Output range, inclusive: from the line containing "drop one pin per instance, shaped like <point>248,208</point>." to the line containing "drop one pin per instance, shaped like <point>195,194</point>.". Restate those lines from the data below word for word and only those.

• _DATA EXTRACT_
━━━━━━━━

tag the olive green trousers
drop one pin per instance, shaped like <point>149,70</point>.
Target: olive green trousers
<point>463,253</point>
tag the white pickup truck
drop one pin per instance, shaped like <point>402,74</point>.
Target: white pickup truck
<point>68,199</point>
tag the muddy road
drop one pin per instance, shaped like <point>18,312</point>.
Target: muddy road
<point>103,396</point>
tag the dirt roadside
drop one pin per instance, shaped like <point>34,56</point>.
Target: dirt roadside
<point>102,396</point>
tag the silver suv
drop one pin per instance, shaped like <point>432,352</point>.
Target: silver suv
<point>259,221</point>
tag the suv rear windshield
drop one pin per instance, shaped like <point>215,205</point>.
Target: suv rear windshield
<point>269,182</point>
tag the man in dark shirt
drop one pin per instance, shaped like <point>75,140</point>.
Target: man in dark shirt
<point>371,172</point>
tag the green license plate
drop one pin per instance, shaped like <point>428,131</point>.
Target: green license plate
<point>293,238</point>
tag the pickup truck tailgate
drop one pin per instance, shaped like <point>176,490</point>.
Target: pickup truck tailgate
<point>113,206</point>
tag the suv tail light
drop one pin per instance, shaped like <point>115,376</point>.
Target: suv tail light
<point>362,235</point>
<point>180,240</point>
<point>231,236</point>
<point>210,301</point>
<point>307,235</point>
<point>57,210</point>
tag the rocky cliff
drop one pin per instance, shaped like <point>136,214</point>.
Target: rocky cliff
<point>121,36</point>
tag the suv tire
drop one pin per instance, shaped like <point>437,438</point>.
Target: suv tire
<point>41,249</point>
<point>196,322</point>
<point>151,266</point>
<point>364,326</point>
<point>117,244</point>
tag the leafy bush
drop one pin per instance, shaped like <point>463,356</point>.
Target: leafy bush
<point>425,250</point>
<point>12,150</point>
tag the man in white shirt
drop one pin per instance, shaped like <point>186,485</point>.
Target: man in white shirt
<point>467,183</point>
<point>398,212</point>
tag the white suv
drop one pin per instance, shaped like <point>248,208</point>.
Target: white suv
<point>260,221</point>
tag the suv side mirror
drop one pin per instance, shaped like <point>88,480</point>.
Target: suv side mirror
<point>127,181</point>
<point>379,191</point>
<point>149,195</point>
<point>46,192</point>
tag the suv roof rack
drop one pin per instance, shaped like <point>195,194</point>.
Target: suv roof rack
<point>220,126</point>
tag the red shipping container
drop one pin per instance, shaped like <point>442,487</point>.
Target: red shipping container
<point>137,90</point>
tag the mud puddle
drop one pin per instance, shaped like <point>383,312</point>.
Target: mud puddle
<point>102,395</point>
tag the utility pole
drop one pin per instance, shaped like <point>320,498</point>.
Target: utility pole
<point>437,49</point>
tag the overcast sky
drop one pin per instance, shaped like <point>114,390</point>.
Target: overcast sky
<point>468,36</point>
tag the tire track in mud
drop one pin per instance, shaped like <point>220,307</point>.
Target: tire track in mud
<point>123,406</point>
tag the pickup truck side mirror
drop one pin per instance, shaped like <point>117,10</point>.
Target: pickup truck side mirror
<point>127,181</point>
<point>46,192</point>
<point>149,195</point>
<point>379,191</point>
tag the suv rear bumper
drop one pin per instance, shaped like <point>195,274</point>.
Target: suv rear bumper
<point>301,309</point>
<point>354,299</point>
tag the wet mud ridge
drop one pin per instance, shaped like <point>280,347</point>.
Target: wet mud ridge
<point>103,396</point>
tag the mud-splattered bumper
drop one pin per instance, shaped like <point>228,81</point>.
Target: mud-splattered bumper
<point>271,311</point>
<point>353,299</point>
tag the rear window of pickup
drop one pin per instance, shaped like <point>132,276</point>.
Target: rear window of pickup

━━━━━━━━

• _EXERCISE RESPONSE_
drop one pin per instance, shaped like <point>248,208</point>.
Target: white suv
<point>260,221</point>
tag the suv side mirror
drop one pin per instance, shaped like <point>88,480</point>.
Target: suv side mirror
<point>127,181</point>
<point>379,191</point>
<point>149,195</point>
<point>46,192</point>
tag the suv roof rack
drop one pin per instance, shaped like <point>195,194</point>.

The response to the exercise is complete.